**Requests**:
1. Can you reproduce the part of the essay on historical bias that opens with the words containing "This is an argument" and closes with "the unconquerable Caucasians.", swapping "capacity" for "ability"?
2. Which lines of the records contain the word "white"? Pick out each one and copy it, treating case as significant.

**Extracted text**:
◆ ◆ ◆ ◆
In the fall of 2005, University of Dayton history professor Larry Schweikart was on the book-promotion circuit, talking up his “unbiased” history of America, A Patriot’s History of the United States. Schweikart wrote his book as a corrective: “I found bias, ranging from merely tolerable to exceptionally bad, in almost all of the major textbooks,” he told the Carolina Journal. To find out whether a history text is “biased,” Schweikart suggested in 2005, apply the “Reagan test”: consult the index, and find out whether Ronald Reagan is given full credit for ending the Cold War. If he isn’t, the book is “politically slanted” and untrustworthy.
Whether or not you agree with him, Professor Schweikart was simply exchanging one set of evaluative standards for another; even the book’s title hints at an agenda. Yet Schweikart continued to insist that The Patriot’s History was entirely spin-free. “Ultimately,” he wrote, in an essay about the book published by the Mackinac Center, “learning ‘just the facts’ of the American past leads a student to inevitably conclude that the United States is the best place on earth, and that it has acted . . . far better than any other nation at any other time.”
The popularity of The Patriot’s History (which temporarily topped best-seller lists) suggests that quite a few parents and teachers were searching for a “just the facts” approach to history—and took Schweikart’s assertions at face value. Yet history is never a simple chronological narration of “facts.” “History is above all else an argument,” writes John Arnold, in one of my favourite definitions of the field. “It is an argument between different historians. . . . Arguments are important; they create the possibility of changing things.” Even when it claims to be “unbiased,” history always has a thesis statement at its centre: a basic assertion about how and why human events unfold as they do.
“The United States . . . has acted . . . far better than any other nation at any other time” is a fairly obvious argument. But a look at any history for young readers will turn up others—sometimes much more subtle. Consider, for example, this excerpt from Hendrik Van Loon’s classic The Story of Mankind. About the Phoenicians, Van Loon writes,
They bought and sold whatever promised to bring them a good profit. They were not troubled by a conscience. If we are to believe all their neighbors they did not know what the words honesty or integrity meant. They regarded a well-filled treasure chest the highest ideal of all good citizens. Indeed they were very unpleasant people and did not have a single friend. . . . They were practical business men and could not spend hours engraving two or three letters. They set to work and invented a new system of writing which was greatly superior to the old one. They borrowed a few pictures from the Egyptians and they simplified a number of the wedge-shaped figures of the Sumerians. They sacrificed the pretty looks of the older system for the advantages of speed and they reduced the thousands of different images to a short and handy alphabet of twenty-two letters.
Certainly this passage contains “just facts”: the Phoenicians streamlined the Sumerian writing system and created our alphabet. But it also contains an argument. When Van Loon writes that Phoenicians (all of them) “were not troubled by a conscience,” he is telling young readers that there is such a thing as a racial character. (The French are snooty, the British are drunks, Americans are rude.)
This is an argument about human nature—and, as it happens, a particularly loaded and dangerous one. It reappears prominently in American white supremacist writings, such as Wade Hampton’s infamous 1890 essay “The Race Problem”:
The white and black races are essentially different, not only in physical organization, but in mental characteristics. This assertion is not made by way of reproach or opprobrium, nor does it apply to those of the race in this country—and there are many of them—who have proved their capacity to be numbered among our reputable, estimable, and valuable citizens . . . they are the exceptions which prove the rule, which, from time immemorial, has shown that they are not fitted to govern that great race before which all others have gone down—the masterful, the conquering and the unconquerable Caucasians.
◆ ◆ ◆ ◆
**Listed entries**:
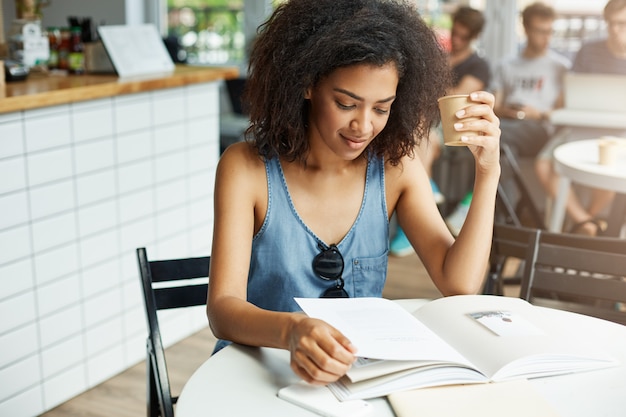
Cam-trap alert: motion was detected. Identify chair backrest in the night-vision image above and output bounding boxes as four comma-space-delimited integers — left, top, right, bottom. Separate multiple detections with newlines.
137, 248, 210, 417
496, 143, 547, 230
483, 223, 541, 295
520, 232, 626, 324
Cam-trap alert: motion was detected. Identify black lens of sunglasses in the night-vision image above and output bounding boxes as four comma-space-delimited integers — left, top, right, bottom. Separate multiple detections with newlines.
313, 244, 349, 298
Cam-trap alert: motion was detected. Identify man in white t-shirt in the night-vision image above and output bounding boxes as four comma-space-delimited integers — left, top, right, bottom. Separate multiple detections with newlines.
491, 3, 570, 157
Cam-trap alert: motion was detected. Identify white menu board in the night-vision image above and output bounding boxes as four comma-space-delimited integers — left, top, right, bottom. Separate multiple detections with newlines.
98, 24, 174, 78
◆ ◆ ◆ ◆
**Task responses**:
1.
This is an argument about human nature—and, as it happens, a particularly loaded and dangerous one. It reappears prominently in American white supremacist writings, such as Wade Hampton’s infamous 1890 essay “The Race Problem”:
The white and black races are essentially different, not only in physical organization, but in mental characteristics. This assertion is not made by way of reproach or opprobrium, nor does it apply to those of the race in this country—and there are many of them—who have proved their ability to be numbered among our reputable, estimable, and valuable citizens . . . they are the exceptions which prove the rule, which, from time immemorial, has shown that they are not fitted to govern that great race before which all others have gone down—the masterful, the conquering and the unconquerable Caucasians.

2.
Cam-trap alert: motion was detected. Identify man in white t-shirt in the night-vision image above and output bounding boxes as four comma-space-delimited integers — left, top, right, bottom. Separate multiple detections with newlines.
Cam-trap alert: motion was detected. Identify white menu board in the night-vision image above and output bounding boxes as four comma-space-delimited integers — left, top, right, bottom. Separate multiple detections with newlines.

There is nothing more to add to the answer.